Task requirements: Please reproduce the data below exactly, from the first line to the last.

Task inputs:
----------
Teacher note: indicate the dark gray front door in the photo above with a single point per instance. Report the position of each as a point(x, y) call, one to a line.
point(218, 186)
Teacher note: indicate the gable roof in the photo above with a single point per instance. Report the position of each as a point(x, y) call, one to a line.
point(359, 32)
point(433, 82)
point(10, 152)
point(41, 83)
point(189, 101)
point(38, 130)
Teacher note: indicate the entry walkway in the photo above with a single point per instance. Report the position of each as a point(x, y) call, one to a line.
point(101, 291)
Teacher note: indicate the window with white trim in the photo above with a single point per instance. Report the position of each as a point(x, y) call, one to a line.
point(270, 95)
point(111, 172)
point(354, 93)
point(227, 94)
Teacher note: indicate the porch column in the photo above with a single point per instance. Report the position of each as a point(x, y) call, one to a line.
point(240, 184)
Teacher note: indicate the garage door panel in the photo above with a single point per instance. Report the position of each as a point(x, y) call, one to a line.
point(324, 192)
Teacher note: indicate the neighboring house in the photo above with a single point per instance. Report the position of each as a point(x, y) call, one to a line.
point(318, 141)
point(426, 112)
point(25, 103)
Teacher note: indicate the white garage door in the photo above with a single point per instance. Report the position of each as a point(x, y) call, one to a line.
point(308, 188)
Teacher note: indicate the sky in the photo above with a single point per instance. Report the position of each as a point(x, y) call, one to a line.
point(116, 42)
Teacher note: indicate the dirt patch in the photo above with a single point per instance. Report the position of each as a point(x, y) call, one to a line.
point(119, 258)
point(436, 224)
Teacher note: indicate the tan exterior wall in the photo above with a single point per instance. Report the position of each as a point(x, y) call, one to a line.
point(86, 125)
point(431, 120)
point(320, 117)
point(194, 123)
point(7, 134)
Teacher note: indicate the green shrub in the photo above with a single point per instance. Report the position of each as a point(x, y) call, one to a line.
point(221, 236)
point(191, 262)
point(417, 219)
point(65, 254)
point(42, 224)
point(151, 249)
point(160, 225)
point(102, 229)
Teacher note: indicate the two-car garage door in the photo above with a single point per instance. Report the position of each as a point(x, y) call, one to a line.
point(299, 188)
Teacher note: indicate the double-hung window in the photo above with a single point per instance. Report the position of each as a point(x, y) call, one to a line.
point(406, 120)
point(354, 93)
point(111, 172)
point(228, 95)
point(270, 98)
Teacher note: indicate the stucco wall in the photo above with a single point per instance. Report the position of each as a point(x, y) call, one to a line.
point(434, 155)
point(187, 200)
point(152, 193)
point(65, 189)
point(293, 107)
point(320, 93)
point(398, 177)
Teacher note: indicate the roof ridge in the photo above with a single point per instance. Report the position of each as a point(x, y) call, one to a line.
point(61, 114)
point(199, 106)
----------
The completed task:
Teacher note: indicate the dark gray front door in the photo above with a single point per instance. Report the position of each as a point(x, y) call, one to a line.
point(218, 186)
Teacher note: indicate the gable roof in the photo above with a single point per instance. Report the position of each as a point(x, y) call, one to a line.
point(359, 32)
point(433, 82)
point(10, 152)
point(41, 83)
point(189, 101)
point(38, 130)
Teacher note: indicate the entry walkway in the photo above with a single point per instance. Report the position of each as a point(x, y) call, one to a line.
point(101, 291)
Teacher note: indicate the window with white trim in the photo above with a single point per instance. Report the position of each as a point(x, y) call, one to a line.
point(270, 95)
point(111, 172)
point(354, 93)
point(227, 94)
Teacher note: indicate the porch column in the photo above with a single point per instance. Report the position of each as a point(x, y) call, one to a line.
point(240, 184)
Teacher note: indicate the garage door panel in the photo above with a single point per instance. Report the position of each as a point(x, y) call, one to a line.
point(324, 192)
Teacher note: indicate the neighboring house in the photo above with a single point per instance. Report the position of each as a point(x, y) call, one to a line.
point(318, 141)
point(426, 112)
point(25, 103)
Teacher note: indicate the white garage door in the photo above with a single point per instance. Report the position of each as a point(x, y) call, one to a line.
point(308, 188)
Teacher note: indicate the sky in the photo above with a single point per instance. Report the position of each as a point(x, y) call, one to a line.
point(116, 42)
Teacher note: indicate the dirt patch in the photo above with a single point per instance. Report the position of each as a point(x, y) call, one to a line.
point(119, 258)
point(436, 224)
Teacher note: indicate the tan exterior wall in the photo above with a single point per instance. Report the position of each as a point(x, y) call, one to a line.
point(86, 125)
point(431, 120)
point(320, 117)
point(194, 123)
point(7, 134)
Teacher note: indicate the green shrub in the photo above with a single point per instance. Report the position of each as a point(x, y) call, one to a line.
point(221, 236)
point(191, 262)
point(417, 219)
point(65, 254)
point(42, 224)
point(151, 249)
point(160, 225)
point(102, 229)
Teacher note: indicate the two-car garage door in the photo above with a single point per instance. Report the position of each as a point(x, y) call, one to a line.
point(299, 188)
Teacher note: indicate the double-hung window in the photo above with a single point per instance. Report the position of each as a point(x, y) call, one to a line.
point(406, 120)
point(354, 93)
point(111, 172)
point(228, 95)
point(270, 98)
Teacher note: indicate the stucco wall in the photo above with a single point per instance. Report the position of each as a point(x, y) call, one to a line.
point(434, 155)
point(187, 200)
point(152, 193)
point(65, 189)
point(293, 107)
point(320, 93)
point(398, 177)
Teacher note: indicate the roof ridge in the photo above with a single point per instance. Report the position of each as a point(x, y) call, one to a line.
point(61, 114)
point(199, 106)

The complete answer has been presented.